_TASK OBJECTIVE_
Pick up the U-Boot mailing list email about mapping host memory for efi_loader and keep writing it from its last line.

_EXCERPT PROVIDED_
** begin **
[U-Boot] [PATCH v2 07/11] sandbox: Map host memory for efi_loader

Simon Glass sjg at chromium.org
Thu Jun 14 21:35:19 UTC 2018


Hi Heinrich,

On 14 June 2018 at 13:21, Heinrich Schuchardt <xypron.glpk at gmx.de> wrote:
> On 06/14/2018 09:02 PM, Simon Glass wrote:
>> Hi Alex,
>>
>> On 14 June 2018 at 12:22, Alexander Graf <agraf at suse.de> wrote:
>>> With efi_loader we do not control payload applications, so we can not
>>> teach them about the difference between virtual and physical addresses.
>>>
>>> Instead, let's just always map host virtual addresses in the efi memory
>>> map. That way we can be sure that all memory allocation functions always
>>> return consumable pointers.
** end **
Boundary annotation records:
** begin **
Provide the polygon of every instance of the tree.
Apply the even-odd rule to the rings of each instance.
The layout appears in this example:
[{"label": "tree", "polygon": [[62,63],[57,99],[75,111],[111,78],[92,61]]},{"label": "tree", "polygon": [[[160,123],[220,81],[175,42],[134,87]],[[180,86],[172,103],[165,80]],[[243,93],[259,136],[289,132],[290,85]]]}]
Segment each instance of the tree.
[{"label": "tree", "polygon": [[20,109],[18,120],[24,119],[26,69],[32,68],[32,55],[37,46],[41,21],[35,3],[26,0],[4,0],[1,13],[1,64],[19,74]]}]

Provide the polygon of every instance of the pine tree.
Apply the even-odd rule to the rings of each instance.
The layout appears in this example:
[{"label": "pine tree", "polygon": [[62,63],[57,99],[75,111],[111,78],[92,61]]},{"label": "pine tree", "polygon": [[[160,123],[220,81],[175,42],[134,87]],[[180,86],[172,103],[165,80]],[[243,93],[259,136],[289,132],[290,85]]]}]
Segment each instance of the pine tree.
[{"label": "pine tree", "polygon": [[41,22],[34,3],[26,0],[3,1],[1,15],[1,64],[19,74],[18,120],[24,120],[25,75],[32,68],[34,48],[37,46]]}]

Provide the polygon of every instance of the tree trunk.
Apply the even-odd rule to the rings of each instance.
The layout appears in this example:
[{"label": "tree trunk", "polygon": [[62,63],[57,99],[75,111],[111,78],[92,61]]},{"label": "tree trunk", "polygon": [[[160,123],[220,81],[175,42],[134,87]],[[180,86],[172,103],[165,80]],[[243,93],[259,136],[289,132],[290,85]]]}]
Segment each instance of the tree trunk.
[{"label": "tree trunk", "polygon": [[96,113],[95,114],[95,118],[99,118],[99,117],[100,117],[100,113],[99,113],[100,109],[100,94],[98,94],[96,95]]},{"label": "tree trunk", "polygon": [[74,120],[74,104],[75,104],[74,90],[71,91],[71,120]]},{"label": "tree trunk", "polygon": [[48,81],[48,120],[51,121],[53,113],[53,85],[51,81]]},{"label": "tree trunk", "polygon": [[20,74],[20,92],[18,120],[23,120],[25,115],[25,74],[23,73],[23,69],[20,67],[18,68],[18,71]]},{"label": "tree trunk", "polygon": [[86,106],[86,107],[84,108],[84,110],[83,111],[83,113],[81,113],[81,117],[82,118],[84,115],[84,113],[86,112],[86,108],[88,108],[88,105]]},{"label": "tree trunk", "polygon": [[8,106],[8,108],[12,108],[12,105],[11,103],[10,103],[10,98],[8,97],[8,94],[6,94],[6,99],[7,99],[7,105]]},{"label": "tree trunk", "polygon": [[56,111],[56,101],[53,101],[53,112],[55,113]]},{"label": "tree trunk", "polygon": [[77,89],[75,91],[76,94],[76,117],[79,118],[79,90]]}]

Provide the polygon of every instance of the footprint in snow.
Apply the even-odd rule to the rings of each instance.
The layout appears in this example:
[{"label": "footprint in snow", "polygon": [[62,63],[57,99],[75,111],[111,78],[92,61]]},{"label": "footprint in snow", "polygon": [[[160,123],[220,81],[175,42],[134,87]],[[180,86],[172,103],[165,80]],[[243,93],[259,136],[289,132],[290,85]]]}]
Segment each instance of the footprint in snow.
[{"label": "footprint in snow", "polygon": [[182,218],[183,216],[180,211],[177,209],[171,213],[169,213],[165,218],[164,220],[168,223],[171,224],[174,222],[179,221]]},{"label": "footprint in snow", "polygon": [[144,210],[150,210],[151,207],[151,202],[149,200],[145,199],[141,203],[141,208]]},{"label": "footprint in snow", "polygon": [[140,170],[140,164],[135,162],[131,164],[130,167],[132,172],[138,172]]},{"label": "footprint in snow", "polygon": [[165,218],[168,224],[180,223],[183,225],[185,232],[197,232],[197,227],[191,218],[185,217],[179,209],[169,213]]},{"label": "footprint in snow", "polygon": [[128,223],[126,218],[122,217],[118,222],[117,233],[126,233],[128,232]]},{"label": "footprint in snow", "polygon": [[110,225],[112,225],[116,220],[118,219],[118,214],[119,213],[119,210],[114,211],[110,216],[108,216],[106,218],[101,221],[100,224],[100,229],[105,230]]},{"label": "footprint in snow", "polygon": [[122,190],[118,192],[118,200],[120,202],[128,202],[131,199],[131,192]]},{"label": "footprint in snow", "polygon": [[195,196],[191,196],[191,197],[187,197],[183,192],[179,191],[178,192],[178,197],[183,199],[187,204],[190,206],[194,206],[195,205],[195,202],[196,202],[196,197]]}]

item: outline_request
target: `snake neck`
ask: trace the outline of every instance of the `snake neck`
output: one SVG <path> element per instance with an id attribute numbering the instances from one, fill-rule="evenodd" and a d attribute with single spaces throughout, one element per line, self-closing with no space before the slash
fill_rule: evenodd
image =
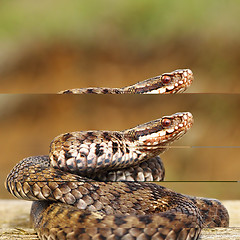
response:
<path id="1" fill-rule="evenodd" d="M 152 157 L 166 151 L 171 143 L 191 128 L 192 124 L 191 113 L 175 113 L 125 130 L 123 134 L 135 144 L 138 151 Z"/>
<path id="2" fill-rule="evenodd" d="M 137 165 L 164 152 L 192 125 L 191 113 L 176 113 L 124 131 L 72 132 L 57 136 L 50 146 L 52 166 L 96 173 Z"/>
<path id="3" fill-rule="evenodd" d="M 75 88 L 59 92 L 60 94 L 173 94 L 185 91 L 193 81 L 190 69 L 175 70 L 170 73 L 149 78 L 123 88 L 89 87 Z"/>
<path id="4" fill-rule="evenodd" d="M 185 91 L 192 81 L 192 71 L 190 69 L 181 69 L 149 78 L 120 90 L 123 93 L 135 94 L 173 94 Z"/>

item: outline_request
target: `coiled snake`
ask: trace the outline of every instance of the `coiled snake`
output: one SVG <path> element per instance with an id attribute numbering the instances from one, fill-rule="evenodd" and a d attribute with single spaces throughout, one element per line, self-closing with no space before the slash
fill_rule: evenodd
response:
<path id="1" fill-rule="evenodd" d="M 224 206 L 141 182 L 163 179 L 158 155 L 192 123 L 176 113 L 119 132 L 62 134 L 49 156 L 17 164 L 6 187 L 34 201 L 41 239 L 197 239 L 203 227 L 228 226 Z"/>
<path id="2" fill-rule="evenodd" d="M 149 78 L 134 85 L 123 88 L 75 88 L 59 92 L 60 94 L 173 94 L 181 93 L 189 87 L 193 81 L 193 73 L 190 69 L 179 69 L 170 73 Z"/>

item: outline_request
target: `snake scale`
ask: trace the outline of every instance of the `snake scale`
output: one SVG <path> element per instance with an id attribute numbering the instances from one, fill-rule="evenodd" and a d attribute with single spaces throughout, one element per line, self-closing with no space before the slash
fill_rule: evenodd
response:
<path id="1" fill-rule="evenodd" d="M 170 73 L 149 78 L 123 88 L 89 87 L 75 88 L 59 92 L 60 94 L 174 94 L 185 91 L 193 81 L 190 69 L 179 69 Z"/>
<path id="2" fill-rule="evenodd" d="M 159 154 L 192 124 L 183 112 L 123 131 L 61 134 L 49 155 L 18 163 L 6 188 L 33 201 L 40 239 L 198 239 L 203 227 L 228 226 L 226 208 L 146 182 L 164 179 Z"/>

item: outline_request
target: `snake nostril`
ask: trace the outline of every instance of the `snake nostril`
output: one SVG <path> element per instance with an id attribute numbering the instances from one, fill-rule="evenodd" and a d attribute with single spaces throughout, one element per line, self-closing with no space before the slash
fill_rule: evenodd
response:
<path id="1" fill-rule="evenodd" d="M 169 127 L 171 125 L 171 120 L 167 119 L 167 118 L 164 118 L 162 120 L 162 126 L 163 127 Z"/>
<path id="2" fill-rule="evenodd" d="M 169 77 L 169 76 L 167 76 L 167 75 L 165 75 L 165 76 L 162 77 L 162 82 L 163 82 L 164 84 L 168 84 L 170 81 L 171 81 L 171 77 Z"/>

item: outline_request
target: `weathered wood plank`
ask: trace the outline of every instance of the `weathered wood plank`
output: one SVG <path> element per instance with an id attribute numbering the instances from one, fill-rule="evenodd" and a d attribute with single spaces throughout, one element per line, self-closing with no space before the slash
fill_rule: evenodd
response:
<path id="1" fill-rule="evenodd" d="M 223 201 L 230 214 L 229 228 L 203 229 L 202 240 L 240 239 L 240 201 Z M 31 202 L 0 200 L 0 239 L 38 239 L 31 228 Z"/>

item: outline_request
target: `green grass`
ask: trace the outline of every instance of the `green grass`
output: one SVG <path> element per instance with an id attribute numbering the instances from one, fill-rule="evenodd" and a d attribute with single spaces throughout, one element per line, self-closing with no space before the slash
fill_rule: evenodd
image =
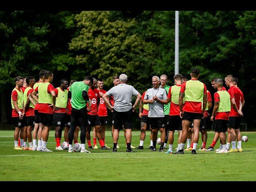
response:
<path id="1" fill-rule="evenodd" d="M 190 151 L 177 155 L 147 149 L 126 153 L 122 131 L 117 153 L 100 149 L 92 150 L 90 154 L 55 151 L 54 130 L 50 132 L 47 145 L 53 152 L 14 150 L 14 132 L 0 131 L 0 181 L 256 180 L 255 132 L 242 133 L 249 138 L 248 142 L 242 142 L 242 153 L 197 151 L 196 155 Z M 149 133 L 147 131 L 145 148 L 149 145 Z M 132 145 L 137 147 L 140 132 L 133 131 L 132 134 Z M 207 146 L 214 134 L 208 132 Z M 177 137 L 175 133 L 174 148 Z M 112 148 L 110 131 L 106 132 L 106 143 Z M 200 141 L 198 148 L 201 144 Z M 219 146 L 218 141 L 215 148 Z"/>

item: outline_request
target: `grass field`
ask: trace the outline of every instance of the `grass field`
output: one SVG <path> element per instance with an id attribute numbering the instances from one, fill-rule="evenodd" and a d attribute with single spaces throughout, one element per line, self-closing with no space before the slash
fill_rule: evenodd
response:
<path id="1" fill-rule="evenodd" d="M 90 154 L 69 153 L 55 150 L 54 134 L 54 131 L 50 131 L 47 145 L 54 152 L 47 153 L 14 150 L 14 131 L 0 131 L 0 181 L 256 180 L 256 132 L 242 132 L 249 138 L 247 142 L 242 142 L 242 153 L 198 150 L 196 155 L 190 151 L 178 155 L 147 149 L 126 153 L 122 131 L 117 153 L 95 149 Z M 149 145 L 149 134 L 147 131 L 145 148 Z M 132 134 L 132 144 L 137 147 L 140 132 L 134 131 Z M 177 146 L 175 134 L 174 148 Z M 208 132 L 207 146 L 214 134 Z M 112 148 L 110 131 L 106 132 L 105 140 Z M 219 147 L 219 141 L 217 144 L 215 148 Z M 201 145 L 200 141 L 198 148 Z"/>

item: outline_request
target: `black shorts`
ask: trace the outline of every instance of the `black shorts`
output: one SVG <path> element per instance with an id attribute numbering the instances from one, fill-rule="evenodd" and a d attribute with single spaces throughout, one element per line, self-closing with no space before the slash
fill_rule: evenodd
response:
<path id="1" fill-rule="evenodd" d="M 66 113 L 64 116 L 64 122 L 65 122 L 65 126 L 70 127 L 71 124 L 71 116 L 68 115 Z"/>
<path id="2" fill-rule="evenodd" d="M 229 117 L 228 118 L 228 127 L 237 129 L 240 128 L 241 117 Z"/>
<path id="3" fill-rule="evenodd" d="M 44 126 L 51 126 L 53 124 L 53 114 L 38 113 L 42 120 L 42 124 Z"/>
<path id="4" fill-rule="evenodd" d="M 42 123 L 42 119 L 39 115 L 38 110 L 35 110 L 35 123 Z"/>
<path id="5" fill-rule="evenodd" d="M 35 125 L 35 116 L 28 116 L 26 117 L 26 121 L 25 122 L 25 126 L 34 126 Z"/>
<path id="6" fill-rule="evenodd" d="M 66 113 L 54 113 L 53 114 L 53 125 L 55 127 L 64 127 Z"/>
<path id="7" fill-rule="evenodd" d="M 123 125 L 124 129 L 131 129 L 132 127 L 132 109 L 128 111 L 118 112 L 114 110 L 114 128 L 121 130 L 123 129 Z"/>
<path id="8" fill-rule="evenodd" d="M 142 117 L 140 118 L 140 122 L 144 122 L 148 125 L 150 124 L 149 118 L 147 115 L 142 115 Z"/>
<path id="9" fill-rule="evenodd" d="M 96 115 L 88 115 L 88 126 L 93 127 L 100 125 L 100 117 Z"/>
<path id="10" fill-rule="evenodd" d="M 86 127 L 88 125 L 86 107 L 81 109 L 72 108 L 71 109 L 70 127 Z"/>
<path id="11" fill-rule="evenodd" d="M 19 128 L 24 127 L 24 118 L 22 120 L 20 119 L 20 117 L 12 117 L 12 124 L 14 127 L 18 127 Z"/>
<path id="12" fill-rule="evenodd" d="M 169 130 L 171 125 L 171 123 L 172 123 L 172 122 L 170 122 L 169 120 L 169 115 L 164 115 L 164 118 L 165 118 L 165 128 L 166 130 Z"/>
<path id="13" fill-rule="evenodd" d="M 100 118 L 101 125 L 105 125 L 108 123 L 108 116 L 100 116 L 99 117 Z"/>
<path id="14" fill-rule="evenodd" d="M 150 117 L 149 118 L 152 129 L 165 128 L 166 120 L 164 117 Z"/>
<path id="15" fill-rule="evenodd" d="M 202 113 L 191 113 L 185 111 L 182 120 L 188 120 L 190 122 L 193 122 L 194 119 L 201 119 L 201 118 Z"/>
<path id="16" fill-rule="evenodd" d="M 169 116 L 168 117 L 170 126 L 168 129 L 169 131 L 182 130 L 182 119 L 179 115 Z"/>
<path id="17" fill-rule="evenodd" d="M 217 119 L 214 120 L 215 132 L 226 132 L 228 130 L 228 120 Z"/>
<path id="18" fill-rule="evenodd" d="M 204 117 L 204 118 L 202 119 L 200 122 L 200 130 L 206 130 L 207 129 L 207 118 Z"/>
<path id="19" fill-rule="evenodd" d="M 115 124 L 115 116 L 116 116 L 116 114 L 114 112 L 112 112 L 112 124 L 114 125 Z"/>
** end **
_ANSWER FOR THIS EXERCISE_
>>>
>>> Signed-off-by: Alexander Graf <agraf at suse.de>
>>>
>>> ---
>>>
>>> v1 -> v2:
>>>
>>>   - only compile efi_add_known_memory if efi_loader is enabled
>>> ---
>>>  arch/sandbox/cpu/cpu.c | 20 ++++++++++++++++++++
>>>  1 file changed, 20 insertions(+)
>>
>> NAK.
>>
>> You should not point sandbox pointers into the EFI tables. I know it
>> looks like a clever shortcut, but it is not correct. It will mess up
>> logging and debugging, since those pointers bear no easily accessible
>> relationship to U-Boot address.
>
> Hello Simon,
>
> why do we need this Babylonic confusion of addresses which do not point
> to valid memory and pointers that are not valid addresses where
> everybody is getting lost?
>
> Simply use only addresses with there mmap'ed values and get rid of all
> conversions. Use your board file to adjust kernel_addr_r and the like to
> the address range that Linux offered you.

No one is getting lost. It has been working fine for a long time.
Sandbox was introduced almost 7 years ago. It has been a huge benefit
in terms of productivity and testing.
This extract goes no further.